STATED GOAL: Reproduce the items starting with the line that contains "Could you point to the bolt" and continuing through the final line of the items, including the requests. Multiply each coordinate in the answer points by 0.2 and round the result to a whole number, with halves rounded up, but leave the numbers within the requests, including their sample coordinates, unchanged.

Point-annotation data:

┌──

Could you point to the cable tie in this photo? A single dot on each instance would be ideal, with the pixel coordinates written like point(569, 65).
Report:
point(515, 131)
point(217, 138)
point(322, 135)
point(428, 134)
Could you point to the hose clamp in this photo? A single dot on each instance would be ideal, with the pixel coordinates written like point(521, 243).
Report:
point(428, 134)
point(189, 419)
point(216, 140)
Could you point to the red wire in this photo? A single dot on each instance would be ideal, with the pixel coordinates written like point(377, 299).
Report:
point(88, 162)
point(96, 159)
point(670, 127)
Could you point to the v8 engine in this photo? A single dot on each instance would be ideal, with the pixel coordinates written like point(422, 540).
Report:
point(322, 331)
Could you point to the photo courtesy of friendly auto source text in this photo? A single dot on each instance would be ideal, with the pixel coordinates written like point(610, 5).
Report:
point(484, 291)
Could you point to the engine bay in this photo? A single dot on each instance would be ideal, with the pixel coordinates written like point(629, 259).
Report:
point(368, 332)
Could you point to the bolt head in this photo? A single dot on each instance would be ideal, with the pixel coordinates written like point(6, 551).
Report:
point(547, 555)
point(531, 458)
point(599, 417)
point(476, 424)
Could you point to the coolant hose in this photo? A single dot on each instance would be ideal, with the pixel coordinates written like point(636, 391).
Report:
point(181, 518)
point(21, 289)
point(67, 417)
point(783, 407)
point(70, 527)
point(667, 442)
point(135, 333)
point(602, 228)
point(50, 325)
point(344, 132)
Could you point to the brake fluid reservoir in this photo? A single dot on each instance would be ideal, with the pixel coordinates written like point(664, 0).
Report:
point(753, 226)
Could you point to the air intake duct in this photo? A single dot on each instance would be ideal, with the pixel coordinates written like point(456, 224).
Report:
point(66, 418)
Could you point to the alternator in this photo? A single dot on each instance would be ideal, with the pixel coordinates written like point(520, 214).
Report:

└──

SOLUTION FOR THIS PROBLEM:
Could you point to the bolt head in this photo? A single dot on each instance would be ideal, with the pixel coordinates written like point(6, 551).
Report:
point(109, 111)
point(106, 92)
point(120, 83)
point(95, 85)
Could you point to the coolant hose in this photo? A single dot on each instance would be ideal, with the pixel coordinates written like point(636, 391).
Report:
point(36, 104)
point(4, 58)
point(13, 83)
point(157, 81)
point(14, 105)
point(133, 88)
point(27, 67)
point(120, 46)
point(10, 65)
point(69, 26)
Could you point to the brake fluid reservoir in this photo? A single dot on each instance would be ideal, with the pixel coordinates written like point(664, 0).
Report:
point(151, 45)
Could you point to the air intake duct in this photo? A single dot on each instance would be ideal, with the pixel coordinates written like point(456, 224).
Report:
point(13, 84)
Could you point to the alternator in this photo? A single dot on each instance would be ideal, with the pixel coordinates written like point(520, 214).
Report:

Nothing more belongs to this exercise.